Emit only the lines from the line containing "point_to(query) locates a point on each instance of the cheek" through the last line of the entries, unchanged.

_ _ _

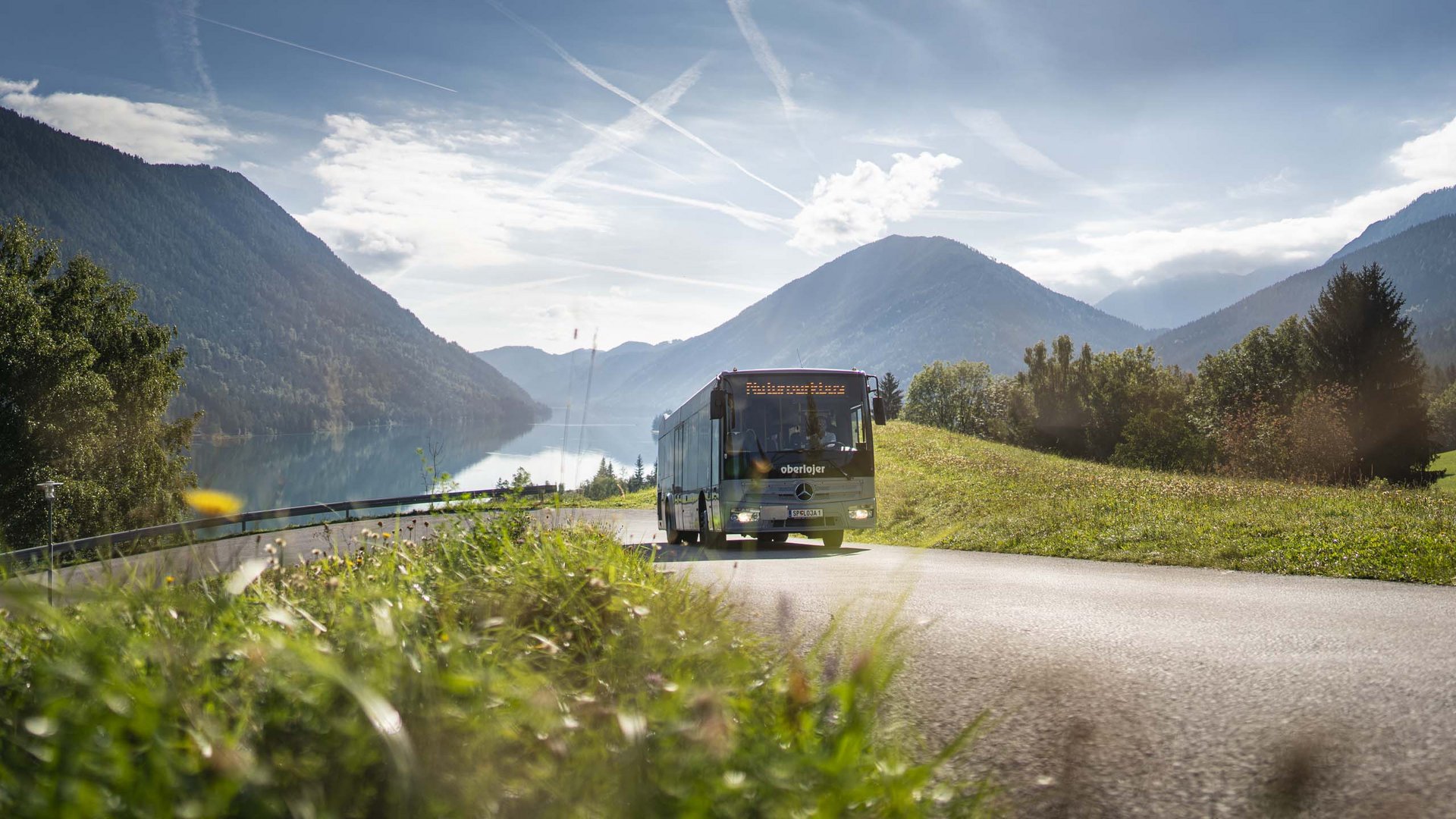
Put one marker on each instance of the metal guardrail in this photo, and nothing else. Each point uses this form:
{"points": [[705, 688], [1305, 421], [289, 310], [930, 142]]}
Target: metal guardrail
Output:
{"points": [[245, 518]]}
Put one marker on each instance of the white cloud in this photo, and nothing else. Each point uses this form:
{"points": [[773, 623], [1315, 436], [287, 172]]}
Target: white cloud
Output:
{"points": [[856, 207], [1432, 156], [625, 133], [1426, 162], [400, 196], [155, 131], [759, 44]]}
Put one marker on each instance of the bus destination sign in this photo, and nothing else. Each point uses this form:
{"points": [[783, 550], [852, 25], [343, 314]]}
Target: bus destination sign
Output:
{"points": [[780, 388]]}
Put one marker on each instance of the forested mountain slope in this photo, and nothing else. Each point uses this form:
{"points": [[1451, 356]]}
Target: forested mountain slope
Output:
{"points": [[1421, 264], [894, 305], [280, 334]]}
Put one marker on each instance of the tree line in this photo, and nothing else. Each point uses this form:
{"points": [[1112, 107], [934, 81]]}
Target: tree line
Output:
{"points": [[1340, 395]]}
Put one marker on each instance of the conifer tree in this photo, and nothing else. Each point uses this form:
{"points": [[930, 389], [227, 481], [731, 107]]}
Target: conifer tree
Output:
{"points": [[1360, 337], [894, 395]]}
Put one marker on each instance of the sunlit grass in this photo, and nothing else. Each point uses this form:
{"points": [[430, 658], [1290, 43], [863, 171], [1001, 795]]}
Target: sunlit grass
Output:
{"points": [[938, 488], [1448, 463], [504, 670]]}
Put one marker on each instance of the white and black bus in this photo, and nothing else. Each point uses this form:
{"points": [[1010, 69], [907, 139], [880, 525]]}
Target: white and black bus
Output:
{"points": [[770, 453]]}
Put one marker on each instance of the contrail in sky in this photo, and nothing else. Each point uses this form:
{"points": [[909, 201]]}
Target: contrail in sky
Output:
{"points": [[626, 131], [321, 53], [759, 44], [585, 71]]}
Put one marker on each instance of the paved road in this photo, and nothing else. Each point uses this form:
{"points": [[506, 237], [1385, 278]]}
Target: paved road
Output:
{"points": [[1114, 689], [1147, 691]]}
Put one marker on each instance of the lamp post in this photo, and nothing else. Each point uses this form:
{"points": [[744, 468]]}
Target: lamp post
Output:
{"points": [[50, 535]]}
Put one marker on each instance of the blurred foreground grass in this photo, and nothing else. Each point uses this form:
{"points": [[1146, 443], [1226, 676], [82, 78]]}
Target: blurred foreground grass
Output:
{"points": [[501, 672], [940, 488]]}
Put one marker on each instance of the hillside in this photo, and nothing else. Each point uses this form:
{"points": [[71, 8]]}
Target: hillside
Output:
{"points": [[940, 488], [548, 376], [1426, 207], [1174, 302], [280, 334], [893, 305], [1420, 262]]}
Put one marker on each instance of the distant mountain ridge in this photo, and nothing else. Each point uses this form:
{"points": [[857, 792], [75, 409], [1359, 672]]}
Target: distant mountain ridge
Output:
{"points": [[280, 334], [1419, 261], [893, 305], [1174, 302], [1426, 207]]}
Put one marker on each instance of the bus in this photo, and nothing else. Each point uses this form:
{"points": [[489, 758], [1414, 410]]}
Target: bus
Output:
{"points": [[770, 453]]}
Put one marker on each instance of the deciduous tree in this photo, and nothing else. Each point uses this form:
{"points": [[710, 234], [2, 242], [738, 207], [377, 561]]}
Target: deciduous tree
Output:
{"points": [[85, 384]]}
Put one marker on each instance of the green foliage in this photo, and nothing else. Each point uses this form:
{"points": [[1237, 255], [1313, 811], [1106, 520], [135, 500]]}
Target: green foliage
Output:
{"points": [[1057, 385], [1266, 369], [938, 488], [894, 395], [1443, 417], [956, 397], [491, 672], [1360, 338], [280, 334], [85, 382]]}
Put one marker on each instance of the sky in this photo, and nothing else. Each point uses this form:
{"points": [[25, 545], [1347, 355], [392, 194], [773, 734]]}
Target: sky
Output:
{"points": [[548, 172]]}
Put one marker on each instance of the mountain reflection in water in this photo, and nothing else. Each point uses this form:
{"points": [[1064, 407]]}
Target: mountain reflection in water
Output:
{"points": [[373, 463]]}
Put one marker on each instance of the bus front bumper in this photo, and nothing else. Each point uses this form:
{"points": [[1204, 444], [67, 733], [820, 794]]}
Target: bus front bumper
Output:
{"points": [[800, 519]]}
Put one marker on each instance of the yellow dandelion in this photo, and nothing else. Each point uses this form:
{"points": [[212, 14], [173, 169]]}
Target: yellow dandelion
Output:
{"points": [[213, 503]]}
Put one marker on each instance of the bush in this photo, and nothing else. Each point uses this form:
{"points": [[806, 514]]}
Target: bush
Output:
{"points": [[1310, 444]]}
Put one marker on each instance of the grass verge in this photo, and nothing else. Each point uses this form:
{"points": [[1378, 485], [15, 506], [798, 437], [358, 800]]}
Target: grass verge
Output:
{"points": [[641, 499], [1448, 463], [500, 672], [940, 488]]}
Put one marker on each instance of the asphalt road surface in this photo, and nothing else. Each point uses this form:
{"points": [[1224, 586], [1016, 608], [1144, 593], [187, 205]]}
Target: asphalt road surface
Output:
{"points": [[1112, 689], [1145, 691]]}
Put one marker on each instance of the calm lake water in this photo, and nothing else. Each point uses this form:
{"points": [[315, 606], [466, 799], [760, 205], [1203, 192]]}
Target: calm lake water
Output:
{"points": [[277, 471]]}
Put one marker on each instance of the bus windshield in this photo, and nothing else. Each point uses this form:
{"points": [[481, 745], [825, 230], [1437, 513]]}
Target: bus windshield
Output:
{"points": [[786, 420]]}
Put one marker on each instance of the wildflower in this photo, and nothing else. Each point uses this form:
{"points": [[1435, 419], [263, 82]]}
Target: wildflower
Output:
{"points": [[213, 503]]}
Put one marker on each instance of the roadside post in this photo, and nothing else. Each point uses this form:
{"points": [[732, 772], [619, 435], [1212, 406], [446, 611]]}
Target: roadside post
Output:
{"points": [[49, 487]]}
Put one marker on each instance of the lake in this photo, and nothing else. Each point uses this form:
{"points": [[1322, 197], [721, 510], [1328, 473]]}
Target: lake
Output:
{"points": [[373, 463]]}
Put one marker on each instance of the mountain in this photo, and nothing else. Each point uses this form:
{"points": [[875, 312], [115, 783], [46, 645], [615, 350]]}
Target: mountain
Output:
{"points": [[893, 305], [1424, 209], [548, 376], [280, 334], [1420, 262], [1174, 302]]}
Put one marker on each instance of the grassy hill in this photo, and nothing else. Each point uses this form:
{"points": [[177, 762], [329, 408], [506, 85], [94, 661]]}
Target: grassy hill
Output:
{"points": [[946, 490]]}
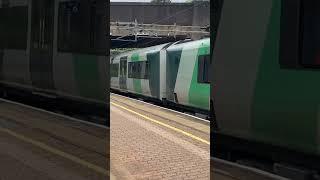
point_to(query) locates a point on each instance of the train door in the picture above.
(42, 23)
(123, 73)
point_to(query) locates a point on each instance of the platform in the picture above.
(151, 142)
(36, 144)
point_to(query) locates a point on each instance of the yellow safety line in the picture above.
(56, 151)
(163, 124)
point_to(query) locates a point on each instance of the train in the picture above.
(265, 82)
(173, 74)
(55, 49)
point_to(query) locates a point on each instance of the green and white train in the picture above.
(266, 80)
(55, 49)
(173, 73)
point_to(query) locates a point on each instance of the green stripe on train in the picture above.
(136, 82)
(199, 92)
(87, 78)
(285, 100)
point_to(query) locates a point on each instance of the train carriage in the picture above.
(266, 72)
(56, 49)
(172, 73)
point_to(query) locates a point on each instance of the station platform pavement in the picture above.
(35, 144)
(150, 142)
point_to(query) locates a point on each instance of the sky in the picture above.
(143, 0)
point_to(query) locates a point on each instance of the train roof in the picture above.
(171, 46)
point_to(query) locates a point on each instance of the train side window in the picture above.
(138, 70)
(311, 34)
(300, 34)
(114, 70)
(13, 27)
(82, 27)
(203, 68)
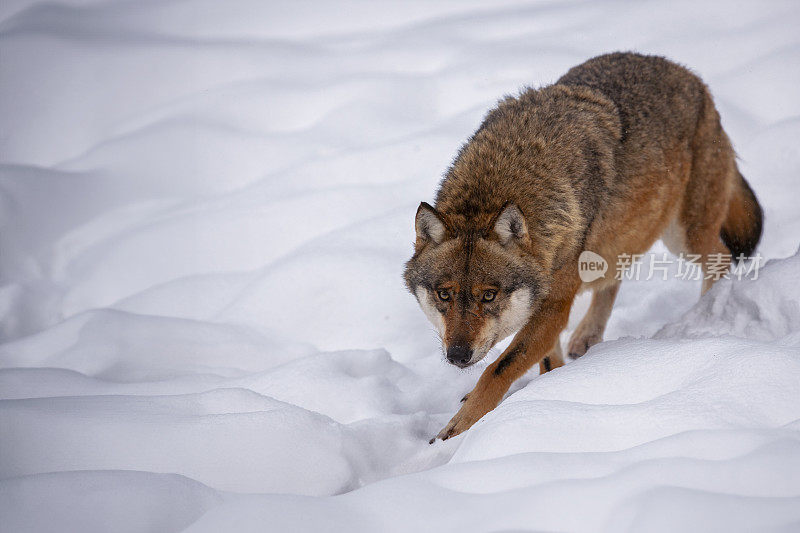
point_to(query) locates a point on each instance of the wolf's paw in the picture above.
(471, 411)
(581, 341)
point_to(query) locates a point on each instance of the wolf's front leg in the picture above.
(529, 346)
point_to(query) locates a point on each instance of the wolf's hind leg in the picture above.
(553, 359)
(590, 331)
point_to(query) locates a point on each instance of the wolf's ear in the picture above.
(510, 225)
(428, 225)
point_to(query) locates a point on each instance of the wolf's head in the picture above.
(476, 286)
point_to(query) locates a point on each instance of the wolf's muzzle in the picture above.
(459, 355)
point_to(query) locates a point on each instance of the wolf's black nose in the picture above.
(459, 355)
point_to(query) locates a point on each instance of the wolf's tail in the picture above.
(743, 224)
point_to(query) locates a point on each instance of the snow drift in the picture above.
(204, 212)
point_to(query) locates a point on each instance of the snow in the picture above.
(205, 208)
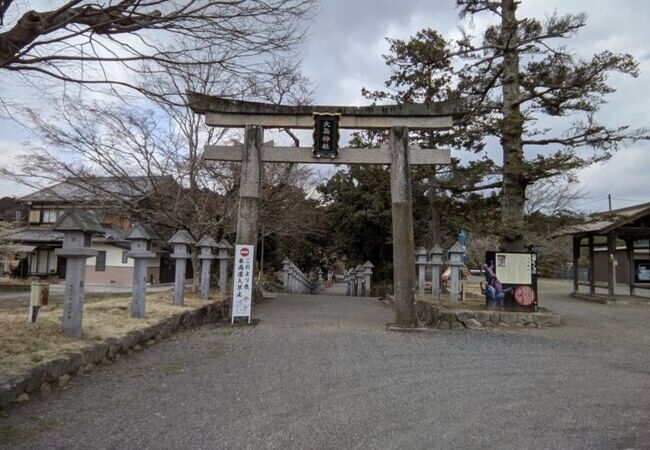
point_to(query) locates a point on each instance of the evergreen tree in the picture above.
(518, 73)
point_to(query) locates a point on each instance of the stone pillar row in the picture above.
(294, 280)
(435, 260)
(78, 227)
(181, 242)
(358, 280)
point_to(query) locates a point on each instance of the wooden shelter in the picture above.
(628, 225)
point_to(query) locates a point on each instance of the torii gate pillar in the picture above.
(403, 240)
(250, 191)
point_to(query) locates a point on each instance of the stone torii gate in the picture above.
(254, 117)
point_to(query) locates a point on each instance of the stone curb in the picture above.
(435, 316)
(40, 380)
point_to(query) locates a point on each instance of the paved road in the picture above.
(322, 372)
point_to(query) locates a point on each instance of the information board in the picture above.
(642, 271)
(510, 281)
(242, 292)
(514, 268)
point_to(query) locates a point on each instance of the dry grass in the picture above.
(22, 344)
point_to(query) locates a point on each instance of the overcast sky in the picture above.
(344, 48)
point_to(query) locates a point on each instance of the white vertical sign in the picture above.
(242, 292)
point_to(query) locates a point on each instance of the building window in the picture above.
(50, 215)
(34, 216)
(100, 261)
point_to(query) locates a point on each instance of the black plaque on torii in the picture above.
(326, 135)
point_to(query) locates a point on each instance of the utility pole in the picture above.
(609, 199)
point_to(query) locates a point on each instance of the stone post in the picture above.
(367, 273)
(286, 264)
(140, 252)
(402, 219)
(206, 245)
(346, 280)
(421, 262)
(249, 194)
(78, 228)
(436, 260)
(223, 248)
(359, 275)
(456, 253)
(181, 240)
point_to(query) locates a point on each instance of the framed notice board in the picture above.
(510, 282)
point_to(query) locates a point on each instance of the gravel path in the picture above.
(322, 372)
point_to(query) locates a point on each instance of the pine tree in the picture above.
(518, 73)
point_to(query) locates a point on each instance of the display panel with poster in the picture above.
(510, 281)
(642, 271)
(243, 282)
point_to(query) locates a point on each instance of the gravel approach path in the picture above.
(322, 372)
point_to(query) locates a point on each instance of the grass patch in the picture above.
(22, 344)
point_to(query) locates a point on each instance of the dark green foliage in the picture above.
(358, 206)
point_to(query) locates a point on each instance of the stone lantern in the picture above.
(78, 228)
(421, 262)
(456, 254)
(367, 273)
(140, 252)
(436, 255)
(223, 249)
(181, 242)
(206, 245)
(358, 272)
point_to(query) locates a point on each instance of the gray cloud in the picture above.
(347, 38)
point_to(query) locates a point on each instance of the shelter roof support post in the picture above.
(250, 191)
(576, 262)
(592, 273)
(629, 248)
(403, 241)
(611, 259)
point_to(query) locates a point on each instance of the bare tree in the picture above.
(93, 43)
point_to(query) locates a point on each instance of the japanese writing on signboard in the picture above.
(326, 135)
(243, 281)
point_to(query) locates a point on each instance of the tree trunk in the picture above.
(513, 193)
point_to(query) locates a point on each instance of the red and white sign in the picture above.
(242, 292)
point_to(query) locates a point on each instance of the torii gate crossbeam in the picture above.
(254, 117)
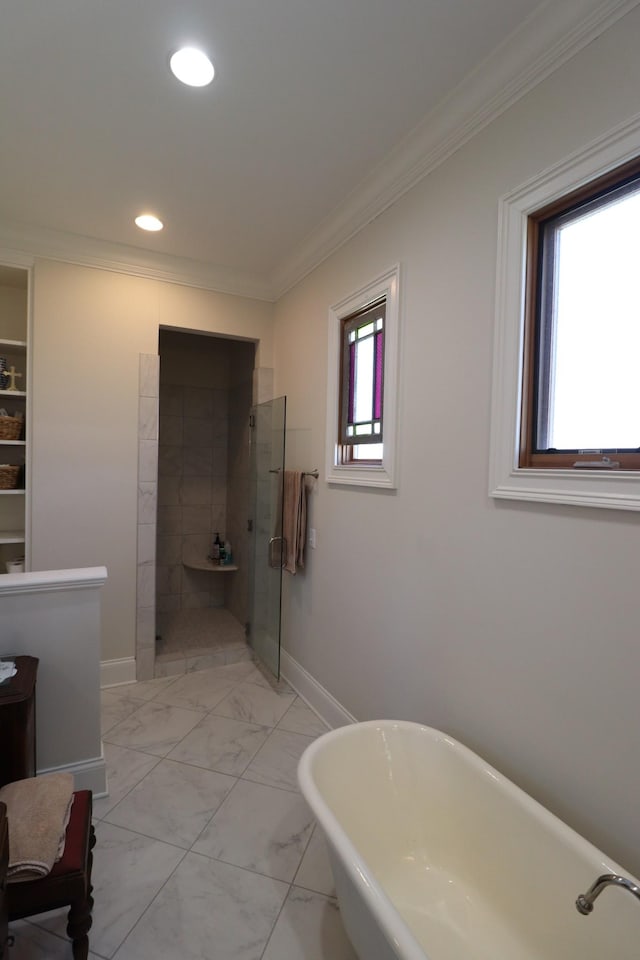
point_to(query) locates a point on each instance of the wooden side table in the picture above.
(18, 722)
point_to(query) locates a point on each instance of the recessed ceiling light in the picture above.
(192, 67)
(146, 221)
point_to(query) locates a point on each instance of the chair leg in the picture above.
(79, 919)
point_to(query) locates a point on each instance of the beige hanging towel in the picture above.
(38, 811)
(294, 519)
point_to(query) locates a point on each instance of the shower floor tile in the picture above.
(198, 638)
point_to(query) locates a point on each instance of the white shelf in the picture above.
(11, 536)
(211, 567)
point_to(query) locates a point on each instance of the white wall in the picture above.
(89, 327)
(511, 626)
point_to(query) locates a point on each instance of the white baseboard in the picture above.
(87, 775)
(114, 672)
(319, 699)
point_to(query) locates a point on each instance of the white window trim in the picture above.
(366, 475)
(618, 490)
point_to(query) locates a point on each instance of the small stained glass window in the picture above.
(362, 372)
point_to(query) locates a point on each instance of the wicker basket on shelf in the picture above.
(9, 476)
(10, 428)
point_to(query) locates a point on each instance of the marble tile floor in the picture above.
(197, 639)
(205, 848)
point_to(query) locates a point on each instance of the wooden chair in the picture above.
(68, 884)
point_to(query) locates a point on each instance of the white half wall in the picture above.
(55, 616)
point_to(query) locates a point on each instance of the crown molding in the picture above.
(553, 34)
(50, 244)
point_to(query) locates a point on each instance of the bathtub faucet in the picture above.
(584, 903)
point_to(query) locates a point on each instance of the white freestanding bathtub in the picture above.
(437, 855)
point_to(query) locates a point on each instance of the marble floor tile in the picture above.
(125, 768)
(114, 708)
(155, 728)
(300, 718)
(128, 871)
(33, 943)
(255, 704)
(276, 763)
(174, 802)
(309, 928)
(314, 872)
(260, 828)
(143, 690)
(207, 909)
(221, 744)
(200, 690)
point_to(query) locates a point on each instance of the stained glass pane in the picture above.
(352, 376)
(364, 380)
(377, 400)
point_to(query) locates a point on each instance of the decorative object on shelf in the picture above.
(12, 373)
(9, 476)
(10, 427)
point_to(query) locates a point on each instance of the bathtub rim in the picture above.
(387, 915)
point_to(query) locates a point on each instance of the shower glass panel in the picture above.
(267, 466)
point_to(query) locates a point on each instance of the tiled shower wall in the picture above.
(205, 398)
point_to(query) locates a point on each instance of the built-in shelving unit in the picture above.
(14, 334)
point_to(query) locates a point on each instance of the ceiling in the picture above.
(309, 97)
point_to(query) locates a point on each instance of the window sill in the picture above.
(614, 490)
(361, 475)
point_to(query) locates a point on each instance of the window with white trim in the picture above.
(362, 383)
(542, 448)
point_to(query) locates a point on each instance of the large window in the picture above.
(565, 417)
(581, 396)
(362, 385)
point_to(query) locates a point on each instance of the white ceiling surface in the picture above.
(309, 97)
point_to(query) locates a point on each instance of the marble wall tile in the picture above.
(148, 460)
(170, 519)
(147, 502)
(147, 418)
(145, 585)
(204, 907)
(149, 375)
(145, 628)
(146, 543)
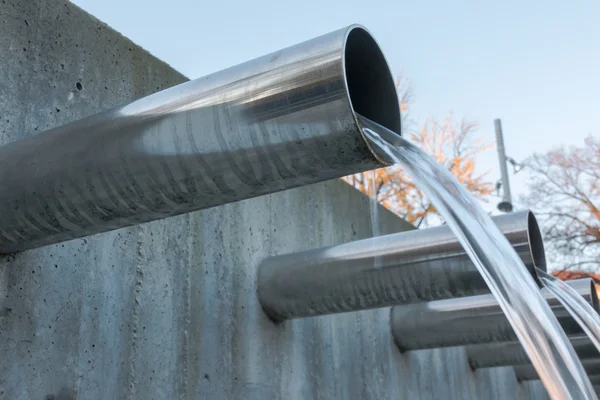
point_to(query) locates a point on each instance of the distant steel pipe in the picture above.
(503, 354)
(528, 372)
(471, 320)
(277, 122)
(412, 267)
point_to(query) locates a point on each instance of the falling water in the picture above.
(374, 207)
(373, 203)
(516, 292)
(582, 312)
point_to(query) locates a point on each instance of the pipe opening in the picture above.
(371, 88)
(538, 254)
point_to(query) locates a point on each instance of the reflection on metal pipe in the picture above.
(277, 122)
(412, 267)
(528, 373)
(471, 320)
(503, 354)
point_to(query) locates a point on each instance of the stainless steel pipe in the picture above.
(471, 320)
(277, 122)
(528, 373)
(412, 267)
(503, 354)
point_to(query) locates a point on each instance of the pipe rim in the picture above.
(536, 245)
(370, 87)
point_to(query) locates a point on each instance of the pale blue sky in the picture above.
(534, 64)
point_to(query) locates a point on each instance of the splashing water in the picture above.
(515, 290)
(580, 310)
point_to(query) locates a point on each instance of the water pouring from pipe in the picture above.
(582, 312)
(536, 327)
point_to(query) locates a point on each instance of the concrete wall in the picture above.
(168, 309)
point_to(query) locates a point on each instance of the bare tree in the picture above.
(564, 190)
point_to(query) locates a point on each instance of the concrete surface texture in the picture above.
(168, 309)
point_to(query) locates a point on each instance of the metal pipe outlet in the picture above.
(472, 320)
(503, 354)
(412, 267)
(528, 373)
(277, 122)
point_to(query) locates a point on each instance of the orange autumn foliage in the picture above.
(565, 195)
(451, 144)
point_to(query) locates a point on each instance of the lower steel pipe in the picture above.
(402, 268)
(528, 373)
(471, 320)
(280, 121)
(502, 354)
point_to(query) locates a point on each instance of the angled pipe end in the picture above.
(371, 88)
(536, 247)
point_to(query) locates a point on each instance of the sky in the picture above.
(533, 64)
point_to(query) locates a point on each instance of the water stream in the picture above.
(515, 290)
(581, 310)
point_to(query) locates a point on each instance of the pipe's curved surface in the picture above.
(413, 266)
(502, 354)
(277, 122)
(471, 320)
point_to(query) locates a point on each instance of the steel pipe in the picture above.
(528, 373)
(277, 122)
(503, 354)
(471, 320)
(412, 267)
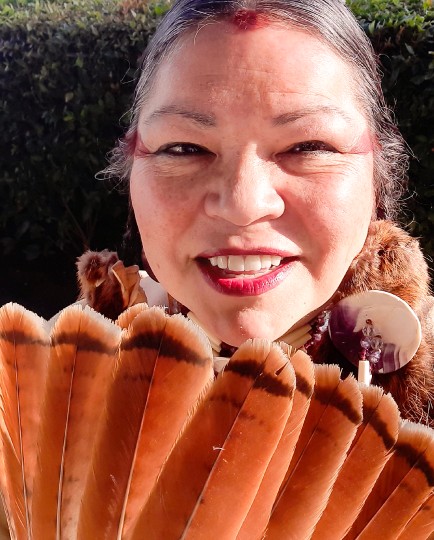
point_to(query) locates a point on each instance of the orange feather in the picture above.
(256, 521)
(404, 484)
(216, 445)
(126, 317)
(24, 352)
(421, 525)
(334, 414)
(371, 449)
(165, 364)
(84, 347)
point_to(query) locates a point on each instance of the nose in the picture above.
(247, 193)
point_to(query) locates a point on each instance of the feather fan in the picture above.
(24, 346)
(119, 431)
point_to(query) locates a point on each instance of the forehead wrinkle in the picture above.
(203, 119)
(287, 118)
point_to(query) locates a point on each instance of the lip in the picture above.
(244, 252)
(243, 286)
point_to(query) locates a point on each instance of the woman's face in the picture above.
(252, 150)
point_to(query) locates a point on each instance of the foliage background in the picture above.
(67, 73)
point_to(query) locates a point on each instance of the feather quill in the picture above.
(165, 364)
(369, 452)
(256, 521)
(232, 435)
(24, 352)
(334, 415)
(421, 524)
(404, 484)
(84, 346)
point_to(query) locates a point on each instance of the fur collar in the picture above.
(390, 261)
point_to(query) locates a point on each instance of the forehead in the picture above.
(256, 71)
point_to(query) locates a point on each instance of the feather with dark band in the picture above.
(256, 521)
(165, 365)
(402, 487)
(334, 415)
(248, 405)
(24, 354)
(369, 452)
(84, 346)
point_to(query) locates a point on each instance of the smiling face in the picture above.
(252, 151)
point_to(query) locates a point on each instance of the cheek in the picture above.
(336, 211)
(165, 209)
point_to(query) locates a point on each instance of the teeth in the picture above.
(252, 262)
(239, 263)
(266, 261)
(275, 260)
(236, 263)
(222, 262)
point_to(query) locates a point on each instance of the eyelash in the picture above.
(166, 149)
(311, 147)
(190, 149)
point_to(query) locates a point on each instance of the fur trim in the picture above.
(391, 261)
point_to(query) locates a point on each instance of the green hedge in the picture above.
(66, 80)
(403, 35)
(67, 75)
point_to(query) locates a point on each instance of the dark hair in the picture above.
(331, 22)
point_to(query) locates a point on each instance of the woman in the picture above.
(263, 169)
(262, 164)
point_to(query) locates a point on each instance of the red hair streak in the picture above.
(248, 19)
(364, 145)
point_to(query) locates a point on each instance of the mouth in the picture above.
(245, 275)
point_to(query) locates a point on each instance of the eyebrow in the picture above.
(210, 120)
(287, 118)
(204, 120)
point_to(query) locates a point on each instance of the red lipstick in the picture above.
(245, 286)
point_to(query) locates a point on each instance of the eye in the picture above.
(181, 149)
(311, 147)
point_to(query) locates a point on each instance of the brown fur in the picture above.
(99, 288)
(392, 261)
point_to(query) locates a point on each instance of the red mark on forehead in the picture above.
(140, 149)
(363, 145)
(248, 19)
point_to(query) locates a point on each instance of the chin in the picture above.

_ _ _

* **EXERCISE ANSWER**
point_to(query) locates a point on each instance of the cheek in the picture above.
(336, 211)
(165, 209)
point_to(query) locates a point on each instance of the teeth in the picture above.
(252, 262)
(239, 263)
(266, 261)
(275, 260)
(236, 263)
(222, 262)
point_to(query) locates a point on each instance of the eyelash in the picture above.
(166, 149)
(311, 147)
(190, 149)
point_to(query) locates a point on each instance of the fur trim in the picture above.
(391, 261)
point_to(query) locates a point on each instance of the green hedge in the picture above.
(66, 80)
(403, 35)
(67, 75)
point_to(query) locates a point on each instance of the dark hair in the picture above.
(331, 22)
point_to(query) locates a point on each instance of the woman in the picture above.
(263, 169)
(262, 164)
point_to(query) locates a point on each instance of the red hair streak in the picture above.
(248, 19)
(364, 145)
point_to(query) locates a point on each instance of the mouth in the picture above.
(245, 275)
point_to(query) locates a point on each instance of the eyebrow in the picture above.
(210, 120)
(287, 118)
(204, 120)
point_to(query) locates a point on each instance of the red lipstick in the picture above.
(245, 286)
point_to(query) locates a point on each instance of the eye in the picture above.
(181, 149)
(311, 147)
point_to(query) locates a point on each instance of the brown fur in the picture above.
(99, 288)
(392, 261)
point_to(query) locates a point on each instance of the red mark on forehead in the picture above.
(140, 149)
(363, 145)
(248, 19)
point_to(query) locates a point on each instance of the chin in the picture above.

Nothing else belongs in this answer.